Please filter the listing below, copying each line that contains the word "yellow".
>> start Records shown
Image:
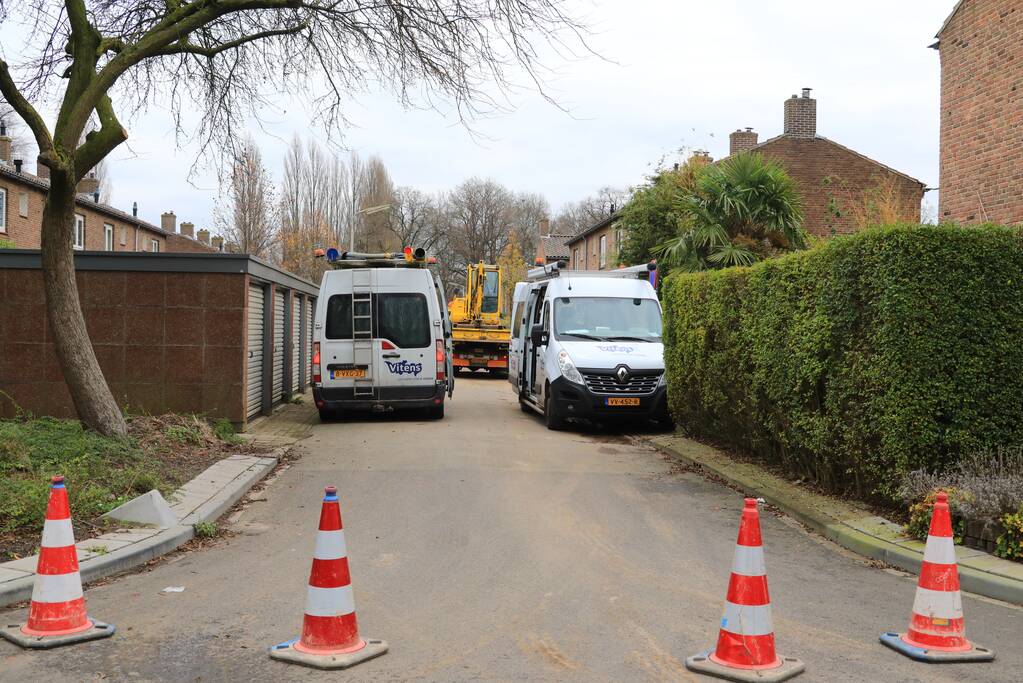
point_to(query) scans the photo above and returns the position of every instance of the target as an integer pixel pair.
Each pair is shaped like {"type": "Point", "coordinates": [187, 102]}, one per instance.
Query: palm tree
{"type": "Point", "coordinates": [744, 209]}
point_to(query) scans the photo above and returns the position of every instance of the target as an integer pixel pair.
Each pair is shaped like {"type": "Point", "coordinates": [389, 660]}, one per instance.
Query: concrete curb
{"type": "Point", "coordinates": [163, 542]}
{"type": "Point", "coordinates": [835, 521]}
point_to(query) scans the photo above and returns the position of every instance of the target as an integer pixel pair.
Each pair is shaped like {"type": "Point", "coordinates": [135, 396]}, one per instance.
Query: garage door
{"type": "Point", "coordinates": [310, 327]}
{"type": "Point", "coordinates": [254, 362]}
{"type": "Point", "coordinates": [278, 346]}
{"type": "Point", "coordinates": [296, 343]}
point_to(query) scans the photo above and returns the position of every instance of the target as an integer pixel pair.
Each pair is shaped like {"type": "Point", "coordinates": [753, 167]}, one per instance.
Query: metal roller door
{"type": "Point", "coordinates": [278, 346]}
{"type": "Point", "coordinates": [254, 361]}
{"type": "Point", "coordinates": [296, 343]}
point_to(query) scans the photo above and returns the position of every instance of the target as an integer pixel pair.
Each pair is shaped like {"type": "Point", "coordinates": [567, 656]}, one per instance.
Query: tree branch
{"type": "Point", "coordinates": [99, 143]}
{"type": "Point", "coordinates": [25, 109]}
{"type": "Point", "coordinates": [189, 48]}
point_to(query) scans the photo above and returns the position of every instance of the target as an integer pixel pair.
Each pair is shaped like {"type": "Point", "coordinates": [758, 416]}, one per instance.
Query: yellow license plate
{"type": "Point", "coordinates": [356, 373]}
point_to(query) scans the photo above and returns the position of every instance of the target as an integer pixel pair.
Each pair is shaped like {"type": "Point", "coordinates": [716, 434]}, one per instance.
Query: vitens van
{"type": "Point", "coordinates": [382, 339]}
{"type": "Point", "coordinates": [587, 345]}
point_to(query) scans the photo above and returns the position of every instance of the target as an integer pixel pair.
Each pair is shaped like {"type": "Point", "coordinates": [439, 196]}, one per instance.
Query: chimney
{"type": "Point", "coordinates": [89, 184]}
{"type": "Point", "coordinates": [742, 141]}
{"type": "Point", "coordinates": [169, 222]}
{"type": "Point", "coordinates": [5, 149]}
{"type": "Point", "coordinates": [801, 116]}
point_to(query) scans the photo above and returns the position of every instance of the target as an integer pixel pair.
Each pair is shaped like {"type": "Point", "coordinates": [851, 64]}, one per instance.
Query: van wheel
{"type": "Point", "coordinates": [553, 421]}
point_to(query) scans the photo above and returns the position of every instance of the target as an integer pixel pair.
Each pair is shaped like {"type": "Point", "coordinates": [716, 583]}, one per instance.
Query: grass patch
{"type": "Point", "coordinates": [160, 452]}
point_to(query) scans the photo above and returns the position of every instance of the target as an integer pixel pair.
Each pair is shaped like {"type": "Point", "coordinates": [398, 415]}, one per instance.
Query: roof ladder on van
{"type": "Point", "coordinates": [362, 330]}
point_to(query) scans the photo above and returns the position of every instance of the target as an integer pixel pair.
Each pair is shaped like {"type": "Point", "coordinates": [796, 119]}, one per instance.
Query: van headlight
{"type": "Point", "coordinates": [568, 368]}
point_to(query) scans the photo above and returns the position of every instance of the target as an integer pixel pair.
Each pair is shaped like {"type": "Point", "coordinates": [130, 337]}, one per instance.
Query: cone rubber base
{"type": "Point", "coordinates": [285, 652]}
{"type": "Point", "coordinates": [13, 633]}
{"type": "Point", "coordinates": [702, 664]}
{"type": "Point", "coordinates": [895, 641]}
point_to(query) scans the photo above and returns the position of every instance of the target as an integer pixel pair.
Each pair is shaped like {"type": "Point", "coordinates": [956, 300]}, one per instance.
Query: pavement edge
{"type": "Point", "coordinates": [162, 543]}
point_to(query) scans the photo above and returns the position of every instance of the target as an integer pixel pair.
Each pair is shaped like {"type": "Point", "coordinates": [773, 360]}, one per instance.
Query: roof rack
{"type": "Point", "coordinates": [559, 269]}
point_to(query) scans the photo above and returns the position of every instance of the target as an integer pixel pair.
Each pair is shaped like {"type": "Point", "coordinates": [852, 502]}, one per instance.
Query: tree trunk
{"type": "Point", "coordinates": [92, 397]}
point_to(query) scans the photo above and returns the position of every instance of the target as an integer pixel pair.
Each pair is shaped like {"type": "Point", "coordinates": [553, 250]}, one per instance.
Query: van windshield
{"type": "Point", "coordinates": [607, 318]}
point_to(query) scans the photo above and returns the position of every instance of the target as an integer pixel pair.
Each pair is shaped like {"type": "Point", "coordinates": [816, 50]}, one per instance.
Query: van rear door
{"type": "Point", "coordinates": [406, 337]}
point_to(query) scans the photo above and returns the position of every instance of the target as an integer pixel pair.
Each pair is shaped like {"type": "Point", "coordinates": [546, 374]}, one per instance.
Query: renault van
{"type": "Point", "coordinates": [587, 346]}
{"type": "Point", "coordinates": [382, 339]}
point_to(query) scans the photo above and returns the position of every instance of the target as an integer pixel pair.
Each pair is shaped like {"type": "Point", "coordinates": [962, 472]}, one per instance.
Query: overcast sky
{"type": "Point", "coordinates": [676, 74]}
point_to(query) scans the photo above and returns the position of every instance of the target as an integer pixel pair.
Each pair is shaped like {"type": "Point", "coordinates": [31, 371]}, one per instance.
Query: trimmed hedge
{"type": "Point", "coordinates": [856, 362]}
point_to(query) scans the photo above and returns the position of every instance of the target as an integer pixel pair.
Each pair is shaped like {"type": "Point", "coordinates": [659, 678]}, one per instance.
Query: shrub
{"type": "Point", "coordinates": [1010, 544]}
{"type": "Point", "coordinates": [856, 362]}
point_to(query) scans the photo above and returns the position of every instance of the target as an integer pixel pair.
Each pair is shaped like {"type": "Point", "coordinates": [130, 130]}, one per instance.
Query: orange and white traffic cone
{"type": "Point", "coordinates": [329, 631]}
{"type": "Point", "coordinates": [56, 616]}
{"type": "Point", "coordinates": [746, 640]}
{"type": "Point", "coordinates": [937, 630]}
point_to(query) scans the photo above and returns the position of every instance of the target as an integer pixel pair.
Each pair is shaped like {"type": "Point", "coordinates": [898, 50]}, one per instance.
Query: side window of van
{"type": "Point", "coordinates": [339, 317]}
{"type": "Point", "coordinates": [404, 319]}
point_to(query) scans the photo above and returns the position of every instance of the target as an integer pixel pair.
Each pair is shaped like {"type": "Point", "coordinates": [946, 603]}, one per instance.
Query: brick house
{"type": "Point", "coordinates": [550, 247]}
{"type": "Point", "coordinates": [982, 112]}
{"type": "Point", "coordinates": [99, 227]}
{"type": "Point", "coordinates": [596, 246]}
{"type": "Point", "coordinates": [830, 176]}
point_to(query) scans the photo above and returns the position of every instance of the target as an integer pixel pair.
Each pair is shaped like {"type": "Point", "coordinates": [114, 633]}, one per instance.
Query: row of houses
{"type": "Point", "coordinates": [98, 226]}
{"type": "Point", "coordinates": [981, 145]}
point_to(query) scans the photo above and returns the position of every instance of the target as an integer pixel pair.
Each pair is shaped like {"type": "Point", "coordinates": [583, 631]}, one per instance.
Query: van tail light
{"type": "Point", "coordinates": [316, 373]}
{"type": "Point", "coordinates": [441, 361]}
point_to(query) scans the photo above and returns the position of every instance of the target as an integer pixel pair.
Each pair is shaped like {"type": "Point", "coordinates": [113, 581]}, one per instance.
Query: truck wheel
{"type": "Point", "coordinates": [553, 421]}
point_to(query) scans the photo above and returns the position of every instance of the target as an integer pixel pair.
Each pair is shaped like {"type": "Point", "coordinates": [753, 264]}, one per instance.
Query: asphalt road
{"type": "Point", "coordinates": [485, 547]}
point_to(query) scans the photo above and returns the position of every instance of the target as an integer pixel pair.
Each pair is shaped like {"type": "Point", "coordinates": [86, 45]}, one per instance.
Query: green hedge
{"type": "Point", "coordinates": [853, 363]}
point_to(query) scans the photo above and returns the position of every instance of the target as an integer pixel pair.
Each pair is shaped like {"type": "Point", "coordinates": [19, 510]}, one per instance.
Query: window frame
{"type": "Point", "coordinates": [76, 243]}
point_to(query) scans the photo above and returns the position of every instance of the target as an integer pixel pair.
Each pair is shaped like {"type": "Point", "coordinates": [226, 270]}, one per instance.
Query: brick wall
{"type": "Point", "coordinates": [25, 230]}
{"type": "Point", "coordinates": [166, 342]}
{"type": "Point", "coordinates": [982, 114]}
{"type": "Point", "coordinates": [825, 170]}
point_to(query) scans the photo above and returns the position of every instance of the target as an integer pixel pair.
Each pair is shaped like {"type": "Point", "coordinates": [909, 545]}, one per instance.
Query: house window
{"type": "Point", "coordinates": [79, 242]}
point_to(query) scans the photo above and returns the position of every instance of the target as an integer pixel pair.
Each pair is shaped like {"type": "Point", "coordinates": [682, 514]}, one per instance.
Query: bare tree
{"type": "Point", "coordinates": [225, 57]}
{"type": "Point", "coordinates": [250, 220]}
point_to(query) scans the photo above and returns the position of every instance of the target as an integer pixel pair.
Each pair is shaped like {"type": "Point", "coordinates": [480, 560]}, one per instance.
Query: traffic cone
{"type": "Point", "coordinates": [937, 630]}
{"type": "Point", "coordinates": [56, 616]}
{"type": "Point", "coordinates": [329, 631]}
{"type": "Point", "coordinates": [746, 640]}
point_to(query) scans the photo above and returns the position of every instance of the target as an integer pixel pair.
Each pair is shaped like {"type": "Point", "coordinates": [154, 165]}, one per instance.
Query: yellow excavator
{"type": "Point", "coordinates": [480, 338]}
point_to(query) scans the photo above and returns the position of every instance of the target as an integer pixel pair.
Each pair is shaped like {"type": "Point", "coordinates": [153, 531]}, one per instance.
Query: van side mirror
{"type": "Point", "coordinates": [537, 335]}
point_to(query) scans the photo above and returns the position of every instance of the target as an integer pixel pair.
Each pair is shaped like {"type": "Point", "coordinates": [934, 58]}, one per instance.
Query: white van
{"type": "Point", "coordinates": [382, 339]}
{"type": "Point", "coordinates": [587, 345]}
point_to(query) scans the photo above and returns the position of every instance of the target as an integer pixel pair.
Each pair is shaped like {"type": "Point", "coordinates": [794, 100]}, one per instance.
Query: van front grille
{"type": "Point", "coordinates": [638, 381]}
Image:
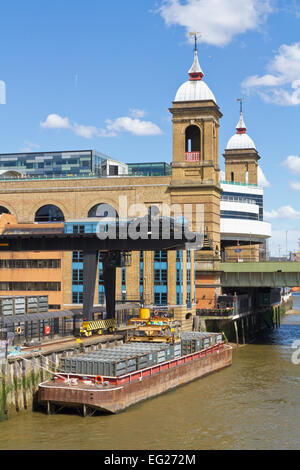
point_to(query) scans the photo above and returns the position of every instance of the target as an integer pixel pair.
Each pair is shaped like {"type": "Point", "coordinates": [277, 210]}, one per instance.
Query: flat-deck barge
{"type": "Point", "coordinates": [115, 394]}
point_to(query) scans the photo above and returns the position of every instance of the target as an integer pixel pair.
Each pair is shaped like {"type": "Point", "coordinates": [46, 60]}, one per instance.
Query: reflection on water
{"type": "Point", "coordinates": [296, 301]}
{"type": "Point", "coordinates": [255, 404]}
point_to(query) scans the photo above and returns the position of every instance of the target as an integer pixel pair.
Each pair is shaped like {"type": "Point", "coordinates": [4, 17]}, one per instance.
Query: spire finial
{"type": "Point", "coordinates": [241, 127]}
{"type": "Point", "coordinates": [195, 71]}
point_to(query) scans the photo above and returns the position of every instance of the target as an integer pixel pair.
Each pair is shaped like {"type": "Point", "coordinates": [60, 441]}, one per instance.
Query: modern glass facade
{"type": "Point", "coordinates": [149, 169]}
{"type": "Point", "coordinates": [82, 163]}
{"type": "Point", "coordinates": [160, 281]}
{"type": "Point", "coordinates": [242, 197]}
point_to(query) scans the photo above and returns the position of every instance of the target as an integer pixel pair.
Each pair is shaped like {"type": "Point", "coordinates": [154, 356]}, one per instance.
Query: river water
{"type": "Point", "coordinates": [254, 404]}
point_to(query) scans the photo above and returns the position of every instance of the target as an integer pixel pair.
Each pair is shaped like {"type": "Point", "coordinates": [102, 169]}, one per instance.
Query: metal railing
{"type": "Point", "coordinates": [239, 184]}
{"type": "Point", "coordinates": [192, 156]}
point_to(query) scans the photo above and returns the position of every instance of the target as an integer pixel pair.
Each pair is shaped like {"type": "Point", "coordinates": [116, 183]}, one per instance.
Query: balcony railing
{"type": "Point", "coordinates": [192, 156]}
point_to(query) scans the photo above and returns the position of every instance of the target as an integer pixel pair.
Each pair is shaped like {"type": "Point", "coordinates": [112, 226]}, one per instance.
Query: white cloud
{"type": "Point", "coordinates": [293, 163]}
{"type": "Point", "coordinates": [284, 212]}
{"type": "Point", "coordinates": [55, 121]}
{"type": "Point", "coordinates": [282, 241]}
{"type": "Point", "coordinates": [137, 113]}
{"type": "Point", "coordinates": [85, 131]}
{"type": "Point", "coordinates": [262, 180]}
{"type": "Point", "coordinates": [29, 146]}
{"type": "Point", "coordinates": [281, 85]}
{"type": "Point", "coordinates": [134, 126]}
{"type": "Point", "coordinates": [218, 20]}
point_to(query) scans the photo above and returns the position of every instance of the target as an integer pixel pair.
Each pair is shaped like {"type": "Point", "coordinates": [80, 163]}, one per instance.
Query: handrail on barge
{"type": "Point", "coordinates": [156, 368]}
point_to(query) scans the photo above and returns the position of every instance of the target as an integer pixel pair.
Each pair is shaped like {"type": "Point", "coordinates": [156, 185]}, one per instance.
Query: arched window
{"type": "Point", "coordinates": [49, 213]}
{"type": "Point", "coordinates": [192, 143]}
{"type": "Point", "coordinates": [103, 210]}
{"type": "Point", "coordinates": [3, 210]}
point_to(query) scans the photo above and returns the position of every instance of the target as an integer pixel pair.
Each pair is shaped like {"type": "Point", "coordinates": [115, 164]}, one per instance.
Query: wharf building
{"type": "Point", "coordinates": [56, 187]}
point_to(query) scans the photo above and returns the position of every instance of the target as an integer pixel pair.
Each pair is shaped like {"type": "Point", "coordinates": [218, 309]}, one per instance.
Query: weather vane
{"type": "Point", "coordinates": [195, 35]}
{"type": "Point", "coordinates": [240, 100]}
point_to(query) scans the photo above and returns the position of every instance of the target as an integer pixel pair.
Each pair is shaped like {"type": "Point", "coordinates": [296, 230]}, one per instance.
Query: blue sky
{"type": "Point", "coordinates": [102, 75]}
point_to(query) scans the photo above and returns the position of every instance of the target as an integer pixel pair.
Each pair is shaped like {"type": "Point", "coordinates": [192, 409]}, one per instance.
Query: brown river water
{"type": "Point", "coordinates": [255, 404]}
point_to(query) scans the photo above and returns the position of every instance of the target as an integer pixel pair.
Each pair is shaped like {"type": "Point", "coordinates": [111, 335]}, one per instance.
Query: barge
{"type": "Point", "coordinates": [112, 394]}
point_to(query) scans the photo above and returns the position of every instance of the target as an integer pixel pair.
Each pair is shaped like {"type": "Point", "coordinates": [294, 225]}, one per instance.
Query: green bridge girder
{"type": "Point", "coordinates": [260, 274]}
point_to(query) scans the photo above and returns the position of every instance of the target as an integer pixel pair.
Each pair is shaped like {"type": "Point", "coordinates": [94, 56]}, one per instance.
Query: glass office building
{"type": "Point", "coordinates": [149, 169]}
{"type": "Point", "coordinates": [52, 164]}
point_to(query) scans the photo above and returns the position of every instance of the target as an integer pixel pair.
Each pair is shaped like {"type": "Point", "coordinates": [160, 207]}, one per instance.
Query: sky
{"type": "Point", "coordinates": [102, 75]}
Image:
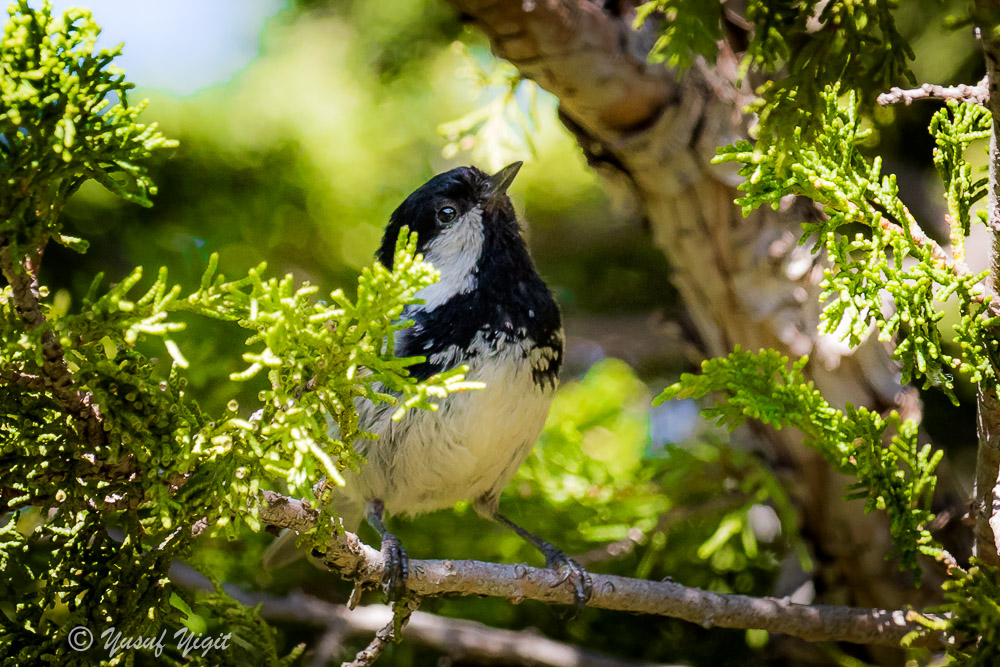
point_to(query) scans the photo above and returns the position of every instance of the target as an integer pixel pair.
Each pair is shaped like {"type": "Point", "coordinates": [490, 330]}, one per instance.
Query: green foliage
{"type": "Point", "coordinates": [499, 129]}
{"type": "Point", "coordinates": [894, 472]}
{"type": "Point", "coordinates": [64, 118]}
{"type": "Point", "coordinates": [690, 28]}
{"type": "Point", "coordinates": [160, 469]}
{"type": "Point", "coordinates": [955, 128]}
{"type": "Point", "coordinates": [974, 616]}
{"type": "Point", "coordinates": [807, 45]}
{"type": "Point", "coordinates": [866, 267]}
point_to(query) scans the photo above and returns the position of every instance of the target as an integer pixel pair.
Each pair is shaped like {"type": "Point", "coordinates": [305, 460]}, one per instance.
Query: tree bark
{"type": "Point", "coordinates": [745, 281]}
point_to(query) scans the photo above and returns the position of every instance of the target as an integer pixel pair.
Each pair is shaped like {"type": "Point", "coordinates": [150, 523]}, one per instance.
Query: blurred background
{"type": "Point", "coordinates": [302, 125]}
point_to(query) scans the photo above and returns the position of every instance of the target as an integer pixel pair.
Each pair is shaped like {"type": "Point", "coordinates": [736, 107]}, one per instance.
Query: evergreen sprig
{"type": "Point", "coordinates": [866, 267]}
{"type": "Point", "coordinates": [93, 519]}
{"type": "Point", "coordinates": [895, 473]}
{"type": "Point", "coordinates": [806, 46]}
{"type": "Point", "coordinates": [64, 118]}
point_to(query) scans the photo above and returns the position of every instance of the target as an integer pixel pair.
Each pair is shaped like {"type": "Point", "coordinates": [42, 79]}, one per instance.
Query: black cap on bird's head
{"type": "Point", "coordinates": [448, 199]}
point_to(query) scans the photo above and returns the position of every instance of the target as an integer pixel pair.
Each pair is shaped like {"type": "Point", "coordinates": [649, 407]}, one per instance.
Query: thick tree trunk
>> end Records shown
*Answer to this problem*.
Query: yellow license plate
Query: yellow excavator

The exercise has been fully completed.